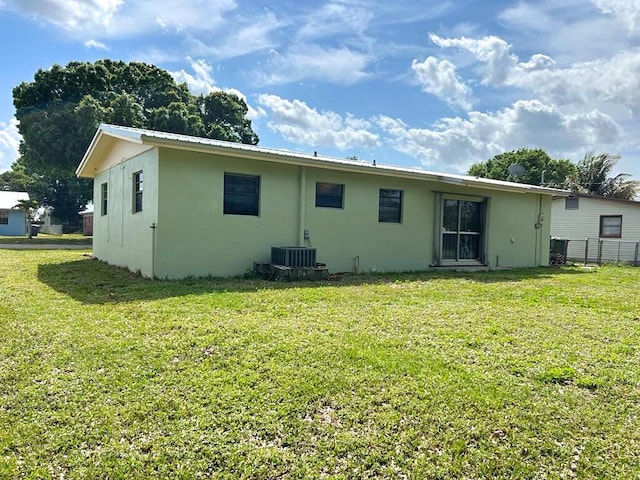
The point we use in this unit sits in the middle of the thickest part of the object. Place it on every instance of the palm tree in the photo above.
(592, 176)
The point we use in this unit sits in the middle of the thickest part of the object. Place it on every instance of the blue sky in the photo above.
(438, 85)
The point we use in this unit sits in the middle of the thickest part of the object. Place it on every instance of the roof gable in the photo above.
(108, 135)
(9, 200)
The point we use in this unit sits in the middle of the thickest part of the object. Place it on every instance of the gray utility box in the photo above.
(293, 256)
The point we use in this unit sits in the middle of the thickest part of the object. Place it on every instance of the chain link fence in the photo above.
(595, 250)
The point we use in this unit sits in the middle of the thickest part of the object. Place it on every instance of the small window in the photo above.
(137, 192)
(571, 203)
(611, 226)
(241, 194)
(390, 206)
(330, 195)
(103, 198)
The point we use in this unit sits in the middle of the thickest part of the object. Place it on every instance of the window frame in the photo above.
(104, 198)
(390, 207)
(441, 234)
(619, 226)
(327, 199)
(243, 191)
(572, 203)
(138, 188)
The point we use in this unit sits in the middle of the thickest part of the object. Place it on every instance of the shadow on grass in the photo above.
(91, 281)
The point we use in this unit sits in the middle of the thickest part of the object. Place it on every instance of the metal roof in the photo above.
(9, 200)
(174, 140)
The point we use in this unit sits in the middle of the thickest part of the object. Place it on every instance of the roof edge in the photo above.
(155, 138)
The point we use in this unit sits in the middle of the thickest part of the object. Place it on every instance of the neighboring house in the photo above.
(173, 206)
(599, 229)
(581, 216)
(87, 220)
(12, 221)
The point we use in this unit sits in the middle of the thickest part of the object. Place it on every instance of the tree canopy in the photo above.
(60, 110)
(593, 176)
(539, 168)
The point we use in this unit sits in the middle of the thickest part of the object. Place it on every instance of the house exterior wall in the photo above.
(16, 225)
(195, 238)
(122, 237)
(584, 222)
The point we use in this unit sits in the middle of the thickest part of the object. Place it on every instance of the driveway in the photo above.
(44, 246)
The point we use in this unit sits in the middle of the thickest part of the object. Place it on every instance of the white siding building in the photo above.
(597, 227)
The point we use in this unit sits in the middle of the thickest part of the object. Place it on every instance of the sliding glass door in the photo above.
(461, 227)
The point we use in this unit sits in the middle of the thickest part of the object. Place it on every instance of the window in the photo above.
(137, 192)
(241, 194)
(330, 195)
(571, 203)
(103, 198)
(611, 226)
(390, 206)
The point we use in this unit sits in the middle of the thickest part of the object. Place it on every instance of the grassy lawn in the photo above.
(517, 374)
(67, 238)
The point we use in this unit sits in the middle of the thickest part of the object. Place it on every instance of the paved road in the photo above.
(44, 246)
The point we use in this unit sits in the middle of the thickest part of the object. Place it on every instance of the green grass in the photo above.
(67, 238)
(529, 373)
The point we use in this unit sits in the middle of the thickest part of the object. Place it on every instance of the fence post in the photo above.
(599, 259)
(586, 252)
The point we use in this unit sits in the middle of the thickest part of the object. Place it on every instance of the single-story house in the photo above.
(173, 206)
(598, 228)
(12, 221)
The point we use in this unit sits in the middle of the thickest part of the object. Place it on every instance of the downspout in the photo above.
(302, 208)
(538, 225)
(153, 249)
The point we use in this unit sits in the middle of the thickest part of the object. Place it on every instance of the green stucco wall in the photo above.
(122, 237)
(195, 238)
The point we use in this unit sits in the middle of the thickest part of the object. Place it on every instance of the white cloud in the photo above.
(602, 83)
(439, 78)
(9, 142)
(491, 50)
(114, 18)
(626, 12)
(201, 81)
(95, 44)
(303, 62)
(457, 142)
(299, 123)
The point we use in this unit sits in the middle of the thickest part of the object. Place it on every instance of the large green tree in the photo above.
(59, 112)
(538, 168)
(593, 175)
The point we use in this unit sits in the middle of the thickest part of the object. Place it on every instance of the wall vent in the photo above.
(293, 256)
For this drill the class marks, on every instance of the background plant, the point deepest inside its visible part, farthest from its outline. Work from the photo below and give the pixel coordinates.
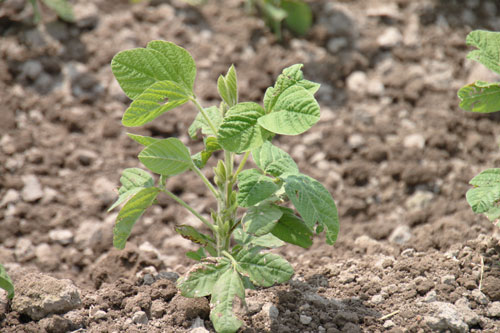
(248, 221)
(484, 97)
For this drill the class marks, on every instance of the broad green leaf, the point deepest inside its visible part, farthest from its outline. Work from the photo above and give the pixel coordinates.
(228, 294)
(143, 140)
(260, 220)
(193, 235)
(239, 131)
(254, 187)
(215, 116)
(199, 281)
(488, 44)
(295, 112)
(133, 180)
(6, 283)
(157, 99)
(314, 203)
(264, 269)
(299, 16)
(228, 87)
(482, 199)
(488, 177)
(480, 97)
(273, 160)
(130, 213)
(292, 229)
(166, 157)
(62, 8)
(138, 69)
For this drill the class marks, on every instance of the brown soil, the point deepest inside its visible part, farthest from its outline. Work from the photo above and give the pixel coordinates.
(392, 147)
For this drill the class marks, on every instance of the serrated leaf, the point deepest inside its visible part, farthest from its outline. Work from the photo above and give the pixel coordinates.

-- -- --

• WHAT YOU HAVE TO DO
Leave the pictures out, and print every line of the listing exactly as written.

• ANSWER BOX
The point we use in this unit sits in the middle of the thickest part of the object. Place it on every instance of the palm tree in the photo above.
(592, 176)
The point we use in this unit sits in the middle of the thickest part of the object. Place it on every instance of the blue sky in the photo above.
(438, 85)
The point we use in this unit sits in the middle of the thickest part of the object. Place it on every instance of the roof gable in the photo above.
(108, 135)
(9, 200)
The point we use in this unit sits in the middle of the thickest part of the object. Place it on every instance of the gray utility box in the photo above.
(293, 256)
The point we use in this unit sits in the middle of the thickest part of the object. Place it on every instance of the chain link fence in the photo above.
(595, 250)
The point we use in this unit sits in the middle of the thickest part of the object. Place it on every instance of the small window in the photo above.
(137, 192)
(571, 203)
(611, 226)
(241, 194)
(390, 206)
(330, 195)
(103, 198)
The point we use in this unit sits in the middle of the thickest part of the object. Place it on every instance of the window frame in the photo above.
(104, 198)
(390, 207)
(441, 234)
(619, 226)
(327, 199)
(243, 191)
(572, 203)
(138, 188)
The point we use in this unit sits in the middle of the thickest part of the object. Place it on every instance of the shadow on grass in the photo above.
(91, 281)
The point we use in this unit sits in the middle of the thickest part of the object. Place it on every instance of the metal roof in the photo above.
(9, 200)
(174, 140)
The point we use in this unit sits in the middle of the thickest part of the object. Place it on every instance of the roof edge in the photo above.
(155, 138)
The point we use in this unit sits in the middle of the thickest part of the object. Place it on every instance of the neighboring house in the photo above.
(173, 206)
(599, 229)
(581, 216)
(87, 220)
(12, 221)
The point we use in this unit sits in the middle of the thickest part of the object. Place it on every instance of the tree canopy in the photo above.
(60, 110)
(593, 176)
(539, 168)
The point we use in this unit sits in the middle of the thickest part of the object. Place it on every instance of the house exterior wall in the photo above.
(16, 225)
(195, 238)
(122, 237)
(584, 222)
The point we use in this unit sits in the middle of the thickest part of the object. Place it on every instance of the driveway in the photo above.
(44, 246)
The point we use in this unit sits in the middle of the thickest part of the object. Place it on every instance of the white siding building in the photo above.
(597, 227)
The point we use in this unit sits in the middle of the thickest part of the object. Place it on every instance of the sliding glass door in the photo above.
(461, 227)
The point we use in this unit sits in the middle of the thickest part of the object. Place it on every instance of the window in the photo above.
(137, 192)
(241, 194)
(330, 195)
(571, 203)
(103, 198)
(611, 226)
(390, 206)
The point we use in this unit sits in the middle of the thickest part of the object. Place it on every instance of the grassy lawn in the photo above.
(517, 374)
(67, 238)
The point we use in this unit sits in the middle of the thickest part of the object. Place it on every instance of the paved road in the photo above.
(44, 246)
The point we use in this unit sits in the middle of the thickest part of the object. Place it on every instance of the green grass in the photo above.
(67, 238)
(529, 373)
The point we use in this unit sits in the middle of the thickest part of the object. Place it on every instance of the fence post in the photo above.
(599, 259)
(586, 252)
The point we use in this unit sits in the middle of the thickest part of the object. Place it on every instance of the single-story house in the photo above.
(173, 206)
(598, 228)
(12, 221)
The point we use in this unit sits in the middle of the thickest part of the object. Place it on every instance of the downspout in the photo above.
(302, 208)
(538, 225)
(153, 249)
The point we use in this unit sits in the middle of the thickest part of the object. Place it on every instance of the green stucco wall in the photo above.
(122, 237)
(195, 238)
The point we use in this unit sits in the middle of the thickest part of the object. Place it on every instance of the white cloud in the photo above.
(602, 83)
(439, 78)
(9, 142)
(491, 50)
(114, 18)
(626, 12)
(201, 81)
(95, 44)
(303, 62)
(457, 142)
(299, 123)
The point we use in this unit sits in the middle of the thickest part of the object. Place it on every instance of the large green tree in the photo above.
(59, 112)
(538, 168)
(593, 175)
The point we use in this unit sits in the middle of the thickest part of the object. Place it on every instance of the wall vent in the photo above.
(293, 256)
For this drill the class marks, on every instance of the background plant, the point deepest inside its visible part, farthest from its outline. Work from the photo below and give the pixel coordinates.
(248, 221)
(484, 97)
For this drill the class marks, on every instance of the broad green leaf, the point deepest inside its visible part, farthest from its outline. Work from the photo above and give the pixel coordinates.
(228, 294)
(143, 140)
(260, 220)
(193, 235)
(239, 131)
(254, 187)
(215, 116)
(199, 281)
(488, 44)
(295, 112)
(133, 180)
(6, 283)
(157, 99)
(314, 203)
(264, 269)
(299, 16)
(228, 87)
(482, 199)
(488, 177)
(480, 97)
(273, 160)
(130, 213)
(292, 229)
(166, 157)
(62, 8)
(138, 69)
For this drill the class marks, on every instance of the brown soil, the point deepest inside its visible part, farthest from its outline. Work from the photo above and give the pixel coordinates.
(392, 147)
For this drill the class marks, on every instance of the serrated leaf, the point deepest inside its visible part, farthest from its outline. Work from the photo above and give the pixel coordinates.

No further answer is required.